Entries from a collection
_ _ _ _ _
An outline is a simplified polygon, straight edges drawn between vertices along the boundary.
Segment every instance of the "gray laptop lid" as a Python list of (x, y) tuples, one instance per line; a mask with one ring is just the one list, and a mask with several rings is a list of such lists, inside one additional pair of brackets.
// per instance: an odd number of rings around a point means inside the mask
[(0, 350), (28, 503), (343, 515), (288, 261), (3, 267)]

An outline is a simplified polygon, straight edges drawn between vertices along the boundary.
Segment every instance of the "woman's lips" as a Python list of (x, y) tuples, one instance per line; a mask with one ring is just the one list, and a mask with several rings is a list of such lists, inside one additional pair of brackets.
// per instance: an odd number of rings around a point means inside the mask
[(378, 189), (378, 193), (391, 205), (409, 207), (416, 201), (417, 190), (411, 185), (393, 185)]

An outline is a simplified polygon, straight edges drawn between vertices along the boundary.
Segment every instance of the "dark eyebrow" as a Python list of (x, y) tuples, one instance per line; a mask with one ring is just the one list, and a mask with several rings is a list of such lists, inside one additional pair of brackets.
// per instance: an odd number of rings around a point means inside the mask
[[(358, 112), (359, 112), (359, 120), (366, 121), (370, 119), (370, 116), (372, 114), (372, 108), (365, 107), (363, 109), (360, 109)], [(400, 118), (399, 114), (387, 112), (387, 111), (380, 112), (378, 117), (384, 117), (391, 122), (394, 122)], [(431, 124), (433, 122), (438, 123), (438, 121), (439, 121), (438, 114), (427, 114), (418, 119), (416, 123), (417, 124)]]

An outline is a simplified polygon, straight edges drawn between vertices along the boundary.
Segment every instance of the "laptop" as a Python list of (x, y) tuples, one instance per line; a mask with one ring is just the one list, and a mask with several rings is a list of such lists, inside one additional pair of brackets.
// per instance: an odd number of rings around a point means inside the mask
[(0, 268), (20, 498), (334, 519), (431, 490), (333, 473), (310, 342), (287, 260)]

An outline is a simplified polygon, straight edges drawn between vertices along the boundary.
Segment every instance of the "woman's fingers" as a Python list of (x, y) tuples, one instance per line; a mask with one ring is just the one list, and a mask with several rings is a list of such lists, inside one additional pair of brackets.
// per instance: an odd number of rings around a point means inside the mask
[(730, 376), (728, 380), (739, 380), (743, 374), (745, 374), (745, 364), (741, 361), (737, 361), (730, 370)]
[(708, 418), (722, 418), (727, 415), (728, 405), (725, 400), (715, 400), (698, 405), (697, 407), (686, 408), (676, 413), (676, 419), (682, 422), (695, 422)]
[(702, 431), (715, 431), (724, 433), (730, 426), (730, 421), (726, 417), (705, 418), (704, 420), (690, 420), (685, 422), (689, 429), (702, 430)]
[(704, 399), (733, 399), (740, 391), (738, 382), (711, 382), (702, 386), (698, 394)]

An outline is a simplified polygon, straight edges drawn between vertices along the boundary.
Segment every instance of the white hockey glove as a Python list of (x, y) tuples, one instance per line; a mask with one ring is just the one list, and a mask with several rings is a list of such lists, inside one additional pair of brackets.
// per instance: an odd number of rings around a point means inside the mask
_ _ _ _ _
AIM OF THE EXERCISE
Rewrite all the entries above as a single numbered list with one line per item, leaving out the blank lines.

EXERCISE RESULT
1. An outline is a simplified polygon, straight edges drawn between vertices along the boundary.
2. Segment every instance of the "gray laptop lid" as a Python list of (x, y) tuples, one instance per line; a mask with one ring is just the one list, and a mask with several rings is a list of such lists, inside one additional pair of brackets.
3. // per instance: an odd number of rings around a point means inside the mask
4. [(0, 350), (28, 503), (343, 515), (288, 261), (3, 267)]
5. An outline is a simplified polygon, straight edges drawn between vertices along the boundary.
6. Segment every instance of the "woman's lips" as a Python list of (x, y) tuples, one instance per line; a mask with one ring is just the one list, and a mask with several rings is a list of such lists, inside one additional pair of brackets.
7. // per instance: an odd number of rings around a point means inside the mask
8. [(378, 189), (378, 193), (391, 205), (409, 207), (416, 201), (417, 190), (411, 185), (393, 185)]
9. An outline is a simplified polygon, straight edges drawn between vertices along the boundary.
10. Segment every instance of the "dark eyebrow" as a Python list of (x, y) tuples, one instance per line; a mask with one ring is just the one list, and a mask with several rings is a list of such lists, inside one additional pair of brackets.
11. // per instance: an odd number of rings around a point means inside the mask
12. [[(358, 112), (359, 112), (359, 120), (366, 121), (370, 119), (370, 116), (372, 114), (372, 108), (365, 107), (363, 109), (360, 109)], [(400, 118), (399, 114), (387, 112), (387, 111), (380, 112), (378, 117), (384, 117), (391, 122), (394, 122)], [(431, 124), (433, 122), (438, 123), (438, 121), (439, 121), (438, 114), (427, 114), (418, 119), (416, 123), (417, 124)]]
13. An outline is a simplified polygon, straight edges drawn between vertices along the boundary.
14. Segment every instance of the "laptop" as a Python list of (x, y) tuples, one instance per line; a mask with one ring is just the one list, and a mask with several rings is a list of such lists, inside one additional pair of brackets.
15. // per instance: an odd number of rings around a point means inside the mask
16. [(0, 268), (20, 498), (334, 519), (431, 490), (333, 473), (310, 342), (287, 260)]
17. An outline is a simplified polygon, straight edges drawn between vertices along the boundary.
18. Segment every instance of the "woman's fingers" as a Python list of (x, y) tuples, one instance per line; a mask with one ring is just the one list, and a mask with several rings is a list of such lists, inside one additional pair of brackets.
19. // per instance: an odd number of rings around a point means inside the mask
20. [(730, 376), (728, 380), (739, 380), (743, 374), (745, 374), (745, 364), (741, 361), (737, 361), (730, 370)]
21. [(708, 418), (722, 418), (727, 415), (728, 405), (725, 400), (715, 400), (698, 405), (697, 407), (686, 408), (676, 413), (676, 419), (682, 422), (695, 422)]
22. [(702, 431), (715, 431), (724, 433), (730, 426), (730, 421), (726, 417), (705, 418), (704, 420), (690, 420), (685, 422), (689, 429), (702, 430)]
23. [(704, 399), (733, 399), (740, 391), (738, 382), (711, 382), (702, 386), (698, 394)]
24. An outline is a simplified polygon, straight edges drawn between vertices along the boundary.
25. Segment every instance of the white hockey glove as a Python list of (x, y) tuples, one instance per line; a mask with one ring is just the one list, and a mask with several rings is a list of such lists, inside one additional pair of brackets.
26. // per instance: an odd number of rings around a point means inside the mask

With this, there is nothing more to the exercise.